Can you copy the lines below word for word, leaving out the pictures?

☆ ☆ ☆ ☆ ☆

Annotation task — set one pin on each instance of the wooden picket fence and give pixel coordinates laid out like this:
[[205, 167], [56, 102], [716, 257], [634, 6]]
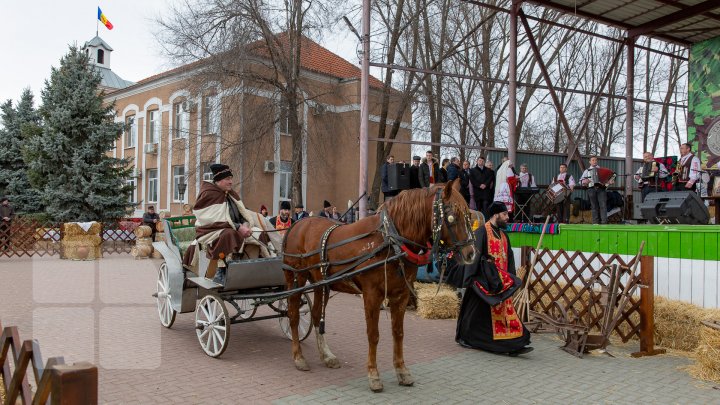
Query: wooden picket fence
[[570, 278], [55, 381], [30, 237]]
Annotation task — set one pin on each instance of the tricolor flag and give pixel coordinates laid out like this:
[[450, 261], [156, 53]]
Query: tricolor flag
[[104, 19]]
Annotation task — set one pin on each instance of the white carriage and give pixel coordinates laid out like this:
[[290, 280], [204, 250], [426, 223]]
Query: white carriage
[[249, 284]]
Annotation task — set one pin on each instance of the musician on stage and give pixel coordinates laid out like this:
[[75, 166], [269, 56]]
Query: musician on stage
[[525, 178], [649, 175], [596, 192], [688, 171], [562, 209]]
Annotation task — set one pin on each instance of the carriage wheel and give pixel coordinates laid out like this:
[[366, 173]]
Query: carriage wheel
[[212, 325], [305, 325], [165, 310], [246, 308]]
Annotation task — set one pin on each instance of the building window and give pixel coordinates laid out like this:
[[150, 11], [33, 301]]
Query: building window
[[153, 126], [205, 170], [283, 120], [153, 183], [181, 120], [130, 132], [285, 180], [131, 182], [211, 115], [178, 177]]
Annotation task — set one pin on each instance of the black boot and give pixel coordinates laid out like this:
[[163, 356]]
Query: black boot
[[219, 276]]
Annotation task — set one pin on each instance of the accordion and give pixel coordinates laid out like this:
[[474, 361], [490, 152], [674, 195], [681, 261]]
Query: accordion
[[601, 177]]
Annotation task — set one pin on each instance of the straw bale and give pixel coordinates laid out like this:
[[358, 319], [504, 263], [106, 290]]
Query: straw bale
[[444, 305], [73, 229], [707, 355], [678, 324], [143, 231], [75, 249]]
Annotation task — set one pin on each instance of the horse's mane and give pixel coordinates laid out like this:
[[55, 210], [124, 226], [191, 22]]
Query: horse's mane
[[410, 211]]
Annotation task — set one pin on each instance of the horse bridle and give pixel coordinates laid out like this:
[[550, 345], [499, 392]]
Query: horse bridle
[[439, 219]]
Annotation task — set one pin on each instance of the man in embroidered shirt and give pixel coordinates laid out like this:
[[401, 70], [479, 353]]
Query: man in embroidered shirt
[[283, 221], [562, 209], [597, 193], [224, 227], [649, 175], [488, 320], [689, 172]]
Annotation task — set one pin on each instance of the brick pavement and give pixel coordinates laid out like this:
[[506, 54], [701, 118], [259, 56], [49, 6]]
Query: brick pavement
[[102, 312]]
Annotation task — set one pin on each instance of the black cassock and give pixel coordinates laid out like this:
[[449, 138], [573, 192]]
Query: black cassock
[[475, 326]]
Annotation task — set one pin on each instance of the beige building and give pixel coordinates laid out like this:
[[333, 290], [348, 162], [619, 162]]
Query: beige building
[[177, 129]]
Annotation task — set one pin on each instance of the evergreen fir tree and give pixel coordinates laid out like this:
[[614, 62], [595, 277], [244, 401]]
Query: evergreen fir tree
[[14, 182], [69, 159]]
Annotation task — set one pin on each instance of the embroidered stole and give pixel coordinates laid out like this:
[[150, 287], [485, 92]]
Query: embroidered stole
[[505, 321]]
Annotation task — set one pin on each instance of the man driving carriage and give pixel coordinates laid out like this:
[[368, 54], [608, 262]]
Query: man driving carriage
[[224, 228]]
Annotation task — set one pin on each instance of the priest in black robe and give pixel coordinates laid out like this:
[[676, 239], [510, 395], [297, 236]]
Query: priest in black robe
[[488, 320]]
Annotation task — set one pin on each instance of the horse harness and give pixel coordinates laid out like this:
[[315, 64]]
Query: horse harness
[[392, 239]]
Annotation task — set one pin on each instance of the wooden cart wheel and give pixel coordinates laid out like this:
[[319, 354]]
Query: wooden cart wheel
[[246, 308], [212, 325], [305, 325], [165, 310]]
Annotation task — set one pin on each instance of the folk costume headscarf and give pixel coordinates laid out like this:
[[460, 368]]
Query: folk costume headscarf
[[505, 185], [505, 321]]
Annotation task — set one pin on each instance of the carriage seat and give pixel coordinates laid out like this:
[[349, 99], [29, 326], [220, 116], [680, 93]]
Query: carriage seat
[[182, 232]]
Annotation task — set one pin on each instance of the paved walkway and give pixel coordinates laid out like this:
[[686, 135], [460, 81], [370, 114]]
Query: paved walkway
[[103, 312]]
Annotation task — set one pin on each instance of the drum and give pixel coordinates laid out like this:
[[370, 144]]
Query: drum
[[557, 192]]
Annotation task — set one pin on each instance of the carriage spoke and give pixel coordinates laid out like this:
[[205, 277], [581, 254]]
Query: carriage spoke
[[214, 343], [205, 311], [218, 336]]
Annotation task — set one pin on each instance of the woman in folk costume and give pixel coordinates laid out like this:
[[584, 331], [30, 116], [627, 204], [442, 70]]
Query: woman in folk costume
[[506, 182], [488, 320], [224, 227]]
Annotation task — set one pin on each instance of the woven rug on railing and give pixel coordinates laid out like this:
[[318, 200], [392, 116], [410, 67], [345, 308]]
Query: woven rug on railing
[[533, 228]]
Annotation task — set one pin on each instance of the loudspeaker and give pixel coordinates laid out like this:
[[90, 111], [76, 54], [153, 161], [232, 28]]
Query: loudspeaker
[[398, 177], [679, 207]]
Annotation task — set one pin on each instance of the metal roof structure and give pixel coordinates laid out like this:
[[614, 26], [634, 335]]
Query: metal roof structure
[[684, 22]]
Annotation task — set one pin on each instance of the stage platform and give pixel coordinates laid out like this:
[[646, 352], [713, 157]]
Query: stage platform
[[687, 257]]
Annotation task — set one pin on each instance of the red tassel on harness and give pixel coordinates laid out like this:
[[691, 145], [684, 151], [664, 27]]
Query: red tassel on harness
[[415, 258]]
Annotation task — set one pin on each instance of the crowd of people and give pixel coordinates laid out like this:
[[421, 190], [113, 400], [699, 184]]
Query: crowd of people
[[481, 184]]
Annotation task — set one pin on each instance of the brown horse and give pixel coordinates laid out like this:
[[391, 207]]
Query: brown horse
[[437, 213]]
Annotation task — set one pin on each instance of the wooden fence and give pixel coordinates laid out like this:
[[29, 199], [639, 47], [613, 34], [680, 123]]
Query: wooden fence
[[573, 279], [30, 237], [55, 382]]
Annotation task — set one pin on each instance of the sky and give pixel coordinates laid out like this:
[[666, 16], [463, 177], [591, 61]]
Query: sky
[[37, 33]]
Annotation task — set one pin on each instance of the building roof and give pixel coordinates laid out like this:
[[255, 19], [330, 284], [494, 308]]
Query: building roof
[[112, 80], [314, 58], [684, 22], [97, 41]]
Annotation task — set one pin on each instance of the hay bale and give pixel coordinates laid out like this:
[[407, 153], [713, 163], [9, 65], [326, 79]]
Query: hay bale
[[707, 355], [143, 231], [678, 324], [444, 305]]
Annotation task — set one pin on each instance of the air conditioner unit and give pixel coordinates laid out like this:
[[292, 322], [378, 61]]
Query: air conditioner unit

☆ ☆ ☆ ☆ ☆

WRITTEN RESPONSE →
Annotation task — set one pin on each instance of the wooden picket fence and give pixel coordinates laid out like this:
[[205, 167], [56, 102], [716, 257], [634, 6]]
Query: wooden picket fence
[[570, 278], [55, 381], [30, 237]]
Annotation task — set one pin on each instance of the tricolor flag and give pixel coordinates laid out like this:
[[450, 261], [156, 53]]
Query: tricolor flag
[[104, 19]]
Annotation task — set one pin on each instance of the white carriage and give pixel coordinates laid out like this:
[[290, 280], [204, 250], [426, 223]]
Query: white carriage
[[249, 284]]
Annotation task — set one pin on each instance of the musician on stage and give pixel coordinates laid out like this:
[[75, 166], [269, 56]]
Query: musician on stage
[[525, 178], [649, 175], [596, 192], [688, 171], [562, 209]]
Annotation task — set one pin on each instance of the carriage wheel and give pixel coordinates laid out like this:
[[366, 173]]
Query: carriage wheel
[[212, 325], [305, 325], [165, 310], [246, 308]]
Annotation task — set one pin on each instance of the building window and give pixel coordinates laid out like this:
[[150, 11], [33, 301]]
Query: building window
[[153, 126], [205, 170], [283, 120], [153, 183], [181, 120], [130, 132], [285, 180], [131, 182], [211, 115], [178, 177]]
Annotation task — set one pin on each instance of the black boot and give pixel coordinates laid out like this:
[[163, 356]]
Query: black boot
[[219, 276]]
Annotation task — set one pin on each instance of the accordion and give pixel coordinates laid out like this:
[[474, 361], [490, 152], [674, 195], [681, 261]]
Query: accordion
[[601, 177]]
Annotation task — set one pin on each instance of the straw bale and give pixel coordinates laid out like this:
[[358, 319], [504, 263], [106, 290]]
Query: straw bale
[[444, 305], [73, 229], [707, 355], [678, 324], [143, 231], [75, 249]]
Annotation task — set one pin on each instance of the horse's mane and give pixel coordinates laid out like this:
[[55, 210], [124, 226], [191, 22]]
Query: horse's mane
[[410, 211]]
Annotation task — set one pin on each instance of the horse bridle and give pixel coordinates laid out like this:
[[550, 345], [499, 392]]
Query: horse bridle
[[439, 219]]
Annotation task — set one pin on each instance of the man in embroidered shirt and give pixel coordinates laid out like this:
[[401, 70], [479, 353]]
Query: man in embroidered shirt
[[283, 221], [562, 209], [597, 193], [224, 227], [649, 175], [488, 320], [689, 172]]
Annotation task — set one pin on each instance of the brick pavement and give pixel coordinates laid out like this:
[[506, 54], [701, 118], [259, 56], [49, 6]]
Query: brick pavement
[[102, 312]]
Annotation task — set one pin on each instance of the black cassock and give pixel coordinates laid out like this:
[[449, 138], [573, 192]]
Query: black cassock
[[475, 326]]
Annotation task — set one pin on each instance of the beige building and give pixel coordinates laid out like this:
[[333, 290], [348, 162], [619, 162]]
Query: beige building
[[177, 129]]
Annotation task — set one pin on each instance of the evergreen fir tree and give pixel coordinates laid out like this:
[[614, 62], [595, 277], [244, 401]]
Query: evergreen fir tree
[[14, 182], [69, 159]]
Annotation task — set one pin on each instance of the embroidered stole and give pixel coordinates laid out like this:
[[150, 287], [485, 92]]
Query: embroidered stole
[[505, 321]]
Annotation task — set one pin on each instance of the man driving carriage and give pixel coordinates laid out like this:
[[368, 54], [608, 262]]
Query: man driving carriage
[[224, 228]]
Annotation task — set one pin on each instance of the priest in black robe and give pixel coordinates laid out like this:
[[676, 239], [510, 395], [297, 236]]
Query: priest in black robe
[[488, 320]]
Annotation task — set one pin on each instance of the horse harness and give pixel coordinates laid out like this:
[[315, 64]]
Query: horse harness
[[392, 239]]
Annotation task — set one pin on each instance of the wooden cart wheel and give pixel coordinates laid out like this:
[[319, 354]]
Query: wooden cart wheel
[[246, 308], [212, 325], [305, 325], [165, 310]]
Annotation task — set one pin on each instance of the folk costume headscarf and give pixel coordinates laid out like this:
[[460, 368]]
Query: folk costume headscarf
[[505, 185], [505, 321]]
Annotation task — set one pin on each instance of the carriage seat and give pixel coordinates laid out like this:
[[349, 99], [29, 326], [220, 116], [680, 93]]
Query: carriage seat
[[182, 232]]
Annotation task — set one pin on each instance of the paved walkway and give pixel coordinates laid out like this:
[[686, 135], [460, 81], [370, 114]]
Query: paved walkway
[[103, 312]]
Annotation task — set one pin on each instance of the drum and give pixel coordinates laid out like this:
[[370, 144]]
Query: drum
[[557, 192]]
Annotation task — set one pin on each instance of the carriage spoke and give pixel coordinates laid out like this:
[[205, 277], [581, 254]]
Query: carriage spoke
[[214, 343], [205, 311], [218, 336]]
Annotation task — set one pin on each instance of the woman in folk costume and give pixel coordinates laid out like this:
[[584, 331], [30, 116], [627, 204], [442, 70]]
Query: woman in folk costume
[[506, 182], [488, 320], [224, 227]]
Annotation task — set one pin on each instance of the woven rug on railing and give pixel coordinates laid out like this:
[[318, 200], [392, 116], [410, 67], [345, 308]]
Query: woven rug on railing
[[533, 228]]
Annotation task — set one pin on each instance of the loudspeaker and give pixel coordinates laid out like this:
[[90, 111], [76, 54], [153, 161], [232, 28]]
Query: loudspeaker
[[398, 177], [679, 207]]
Annotation task — set one pin on each instance of the metal roof structure and give pixel coordinates laid out like this:
[[614, 26], [634, 335]]
Query: metal roof structure
[[684, 22]]
Annotation task — set one pin on each instance of the stage platform and give pixel coordinates laid out like this:
[[646, 352], [713, 157]]
Query: stage platform
[[687, 257]]
Annotation task — set one pin on each instance of the red tassel on harness and give pixel coordinates laid out like this:
[[691, 145], [684, 151], [664, 27]]
Query: red tassel on harness
[[415, 258]]
Annotation task — set one pin on each instance of the crowd of people and give pixel coordinates laid out like this:
[[421, 190], [113, 400], [699, 184]]
Query: crowd of people
[[481, 184]]
Annotation task — set one pin on each instance of the brown horse and give pixel coordinates laid out like this:
[[391, 207]]
Query: brown horse
[[437, 213]]
Annotation task — set one pin on each instance of the wooden fence and give pixel coordinates laid out like this:
[[29, 199], [639, 47], [613, 34], [680, 123]]
Query: wooden fence
[[573, 279], [30, 237], [55, 382]]
Annotation task — set one pin on each instance of the sky and give pixel coordinates laid out like this:
[[666, 16], [463, 177], [591, 61]]
Query: sky
[[37, 33]]
Annotation task — set one pin on each instance of the building roof and give pixel coordinates laid out like this:
[[255, 19], [330, 284], [494, 308]]
Query: building roof
[[112, 80], [314, 58], [684, 22], [97, 41]]
Annotation task — set one pin on each instance of the hay bale and give pixel coordinates laid out like this:
[[407, 153], [713, 163], [9, 65], [326, 79]]
Query: hay bale
[[707, 355], [143, 231], [678, 324], [444, 305]]
Annotation task — set one pin on each instance of the air conditioner unit and give pixel coordinates laid out like this:
[[292, 322], [378, 61]]
Query: air conditioner unit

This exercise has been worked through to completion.